--- PROBLEM TO WORK ON ---
Repeat word for word everything from the line containing "Check that each instance of the umbel" to the end of the listing, first and last lines included, and only that.

======== DATA TO USE

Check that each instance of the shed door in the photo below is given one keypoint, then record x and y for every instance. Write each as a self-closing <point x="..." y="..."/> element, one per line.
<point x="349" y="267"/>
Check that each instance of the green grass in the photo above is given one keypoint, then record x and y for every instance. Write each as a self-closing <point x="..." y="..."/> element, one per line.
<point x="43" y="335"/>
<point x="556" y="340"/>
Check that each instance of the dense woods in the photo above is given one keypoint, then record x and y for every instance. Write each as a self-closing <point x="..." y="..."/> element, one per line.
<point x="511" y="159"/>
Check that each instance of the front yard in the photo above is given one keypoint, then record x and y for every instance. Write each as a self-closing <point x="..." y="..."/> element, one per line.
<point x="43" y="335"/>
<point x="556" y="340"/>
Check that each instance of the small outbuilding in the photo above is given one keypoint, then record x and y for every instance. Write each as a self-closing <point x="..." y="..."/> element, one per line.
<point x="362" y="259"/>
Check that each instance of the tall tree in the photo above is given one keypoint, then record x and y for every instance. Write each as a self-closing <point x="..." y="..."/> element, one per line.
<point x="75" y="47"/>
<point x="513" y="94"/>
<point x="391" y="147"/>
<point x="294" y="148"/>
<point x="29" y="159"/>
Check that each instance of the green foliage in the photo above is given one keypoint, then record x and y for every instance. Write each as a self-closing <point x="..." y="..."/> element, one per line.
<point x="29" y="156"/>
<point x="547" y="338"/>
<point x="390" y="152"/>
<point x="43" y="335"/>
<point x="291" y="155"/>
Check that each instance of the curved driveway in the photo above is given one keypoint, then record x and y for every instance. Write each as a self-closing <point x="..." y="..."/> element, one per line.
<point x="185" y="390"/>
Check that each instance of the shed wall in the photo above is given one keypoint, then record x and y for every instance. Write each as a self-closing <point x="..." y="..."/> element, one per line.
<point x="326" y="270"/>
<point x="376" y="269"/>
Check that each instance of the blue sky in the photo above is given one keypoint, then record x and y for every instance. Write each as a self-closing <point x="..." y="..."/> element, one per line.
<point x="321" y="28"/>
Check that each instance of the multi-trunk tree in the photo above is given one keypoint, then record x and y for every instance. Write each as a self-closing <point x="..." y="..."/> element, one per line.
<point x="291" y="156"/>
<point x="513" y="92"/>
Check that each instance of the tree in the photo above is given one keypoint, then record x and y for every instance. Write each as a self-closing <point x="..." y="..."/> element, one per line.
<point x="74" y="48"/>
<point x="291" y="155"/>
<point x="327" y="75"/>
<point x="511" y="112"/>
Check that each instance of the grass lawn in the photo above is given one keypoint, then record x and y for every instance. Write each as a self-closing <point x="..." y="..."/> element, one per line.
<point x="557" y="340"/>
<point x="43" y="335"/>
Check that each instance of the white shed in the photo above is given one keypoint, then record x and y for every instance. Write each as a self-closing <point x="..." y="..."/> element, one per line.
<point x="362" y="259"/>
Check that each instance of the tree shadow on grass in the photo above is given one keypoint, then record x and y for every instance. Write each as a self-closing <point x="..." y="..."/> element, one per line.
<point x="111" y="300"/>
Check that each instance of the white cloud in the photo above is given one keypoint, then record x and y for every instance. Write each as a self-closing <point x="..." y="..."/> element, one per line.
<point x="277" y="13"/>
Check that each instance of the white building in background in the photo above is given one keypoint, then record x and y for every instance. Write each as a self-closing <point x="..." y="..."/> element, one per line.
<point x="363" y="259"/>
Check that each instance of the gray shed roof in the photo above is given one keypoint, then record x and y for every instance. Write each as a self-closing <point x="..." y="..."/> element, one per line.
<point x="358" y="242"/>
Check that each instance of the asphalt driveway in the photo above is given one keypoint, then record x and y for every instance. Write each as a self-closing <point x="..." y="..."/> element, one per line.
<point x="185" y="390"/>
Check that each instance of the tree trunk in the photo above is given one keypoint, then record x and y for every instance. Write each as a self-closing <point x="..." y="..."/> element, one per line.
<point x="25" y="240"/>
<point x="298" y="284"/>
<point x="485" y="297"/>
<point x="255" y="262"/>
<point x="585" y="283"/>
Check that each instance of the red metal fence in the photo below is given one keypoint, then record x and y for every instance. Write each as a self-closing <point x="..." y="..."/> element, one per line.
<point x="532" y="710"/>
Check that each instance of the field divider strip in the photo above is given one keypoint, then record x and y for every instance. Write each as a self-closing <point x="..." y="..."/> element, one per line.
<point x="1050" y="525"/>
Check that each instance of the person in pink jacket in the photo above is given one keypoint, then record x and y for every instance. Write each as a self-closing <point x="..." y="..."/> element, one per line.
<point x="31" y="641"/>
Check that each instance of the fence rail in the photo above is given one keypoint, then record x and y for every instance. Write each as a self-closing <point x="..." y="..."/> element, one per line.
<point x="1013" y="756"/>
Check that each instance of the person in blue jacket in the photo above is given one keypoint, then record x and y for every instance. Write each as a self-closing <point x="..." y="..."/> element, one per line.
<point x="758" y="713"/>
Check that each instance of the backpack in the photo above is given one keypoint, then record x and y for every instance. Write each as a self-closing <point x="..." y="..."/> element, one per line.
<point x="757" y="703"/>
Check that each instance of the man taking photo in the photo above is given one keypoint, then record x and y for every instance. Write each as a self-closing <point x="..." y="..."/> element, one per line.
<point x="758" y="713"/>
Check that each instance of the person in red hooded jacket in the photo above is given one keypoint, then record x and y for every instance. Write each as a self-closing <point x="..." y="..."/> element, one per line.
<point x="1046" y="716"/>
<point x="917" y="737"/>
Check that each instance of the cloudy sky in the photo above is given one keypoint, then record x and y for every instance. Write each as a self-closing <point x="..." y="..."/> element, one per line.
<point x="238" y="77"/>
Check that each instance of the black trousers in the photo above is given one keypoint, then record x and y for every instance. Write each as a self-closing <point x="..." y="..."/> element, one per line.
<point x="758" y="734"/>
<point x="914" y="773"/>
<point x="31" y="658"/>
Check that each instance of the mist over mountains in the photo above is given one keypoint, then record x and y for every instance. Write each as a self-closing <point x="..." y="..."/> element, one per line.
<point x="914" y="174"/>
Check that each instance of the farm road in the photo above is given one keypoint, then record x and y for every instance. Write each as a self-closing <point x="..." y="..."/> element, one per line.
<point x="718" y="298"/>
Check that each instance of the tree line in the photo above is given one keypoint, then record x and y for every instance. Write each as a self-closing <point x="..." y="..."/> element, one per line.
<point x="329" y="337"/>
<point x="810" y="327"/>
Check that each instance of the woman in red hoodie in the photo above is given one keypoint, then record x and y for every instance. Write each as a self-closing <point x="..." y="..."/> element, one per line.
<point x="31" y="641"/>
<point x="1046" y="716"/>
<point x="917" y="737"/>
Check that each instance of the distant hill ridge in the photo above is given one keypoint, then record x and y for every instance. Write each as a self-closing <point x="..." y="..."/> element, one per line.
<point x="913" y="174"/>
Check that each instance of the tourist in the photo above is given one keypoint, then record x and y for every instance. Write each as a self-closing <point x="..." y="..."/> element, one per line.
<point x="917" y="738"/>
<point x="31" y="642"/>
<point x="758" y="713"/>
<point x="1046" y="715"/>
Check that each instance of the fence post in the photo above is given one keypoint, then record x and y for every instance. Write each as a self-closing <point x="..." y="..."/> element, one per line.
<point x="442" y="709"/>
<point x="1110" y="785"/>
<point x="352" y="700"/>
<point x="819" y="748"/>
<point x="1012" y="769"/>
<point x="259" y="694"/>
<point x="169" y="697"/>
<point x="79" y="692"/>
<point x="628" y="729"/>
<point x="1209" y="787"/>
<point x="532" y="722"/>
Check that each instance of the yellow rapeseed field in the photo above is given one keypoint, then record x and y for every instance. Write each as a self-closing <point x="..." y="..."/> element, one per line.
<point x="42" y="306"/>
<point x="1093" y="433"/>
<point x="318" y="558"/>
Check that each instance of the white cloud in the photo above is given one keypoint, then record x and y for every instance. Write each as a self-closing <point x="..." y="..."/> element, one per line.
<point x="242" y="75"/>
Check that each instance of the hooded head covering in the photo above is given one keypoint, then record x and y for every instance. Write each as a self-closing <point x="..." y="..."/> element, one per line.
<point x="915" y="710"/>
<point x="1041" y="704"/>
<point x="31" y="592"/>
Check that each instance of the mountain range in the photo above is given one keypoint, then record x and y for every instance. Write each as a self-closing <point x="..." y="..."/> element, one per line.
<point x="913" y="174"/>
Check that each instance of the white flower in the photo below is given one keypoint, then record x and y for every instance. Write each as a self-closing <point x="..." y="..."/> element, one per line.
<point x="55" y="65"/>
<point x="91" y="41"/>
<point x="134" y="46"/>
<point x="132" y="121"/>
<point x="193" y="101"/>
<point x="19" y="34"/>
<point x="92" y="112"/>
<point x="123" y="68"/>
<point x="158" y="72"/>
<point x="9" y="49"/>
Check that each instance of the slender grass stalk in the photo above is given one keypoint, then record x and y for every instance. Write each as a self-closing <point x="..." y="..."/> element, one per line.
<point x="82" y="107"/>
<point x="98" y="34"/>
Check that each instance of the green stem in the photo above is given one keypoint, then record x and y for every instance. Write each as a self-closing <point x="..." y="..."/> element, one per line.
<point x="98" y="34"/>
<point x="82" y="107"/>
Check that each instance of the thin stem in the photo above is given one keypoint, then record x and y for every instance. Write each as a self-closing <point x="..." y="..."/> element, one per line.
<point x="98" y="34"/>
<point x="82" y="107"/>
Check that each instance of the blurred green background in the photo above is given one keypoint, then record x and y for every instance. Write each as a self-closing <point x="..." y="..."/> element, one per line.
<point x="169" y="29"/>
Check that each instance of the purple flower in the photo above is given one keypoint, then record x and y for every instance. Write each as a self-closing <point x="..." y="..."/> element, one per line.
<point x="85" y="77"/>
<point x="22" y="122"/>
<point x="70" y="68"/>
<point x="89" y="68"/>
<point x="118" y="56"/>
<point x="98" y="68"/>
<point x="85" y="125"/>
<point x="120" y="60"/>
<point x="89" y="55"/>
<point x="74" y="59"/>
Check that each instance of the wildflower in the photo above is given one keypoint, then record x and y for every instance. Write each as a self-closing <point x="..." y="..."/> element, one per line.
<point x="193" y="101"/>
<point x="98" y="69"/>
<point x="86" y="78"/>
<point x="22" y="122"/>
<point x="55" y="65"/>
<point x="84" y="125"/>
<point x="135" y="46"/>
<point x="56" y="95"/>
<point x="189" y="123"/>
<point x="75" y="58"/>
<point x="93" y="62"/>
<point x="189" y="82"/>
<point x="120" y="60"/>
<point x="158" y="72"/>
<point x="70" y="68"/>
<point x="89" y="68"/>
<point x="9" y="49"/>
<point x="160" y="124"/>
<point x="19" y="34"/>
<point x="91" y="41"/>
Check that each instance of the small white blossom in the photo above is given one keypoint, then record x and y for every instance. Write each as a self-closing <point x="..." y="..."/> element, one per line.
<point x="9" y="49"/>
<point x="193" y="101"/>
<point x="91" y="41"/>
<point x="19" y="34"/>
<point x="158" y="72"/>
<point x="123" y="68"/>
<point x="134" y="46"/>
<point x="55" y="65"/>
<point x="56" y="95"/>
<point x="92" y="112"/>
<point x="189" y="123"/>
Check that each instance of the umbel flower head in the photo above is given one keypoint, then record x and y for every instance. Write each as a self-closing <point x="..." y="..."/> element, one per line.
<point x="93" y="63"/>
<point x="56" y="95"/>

================

--- RESPONSE TO THE EXERCISE ---
Check that each instance of the umbel flower head in the photo above is given one keypoint, then record x and y for every instance. Write each as a self-closing <point x="..." y="..."/> element, one per line.
<point x="93" y="63"/>
<point x="56" y="95"/>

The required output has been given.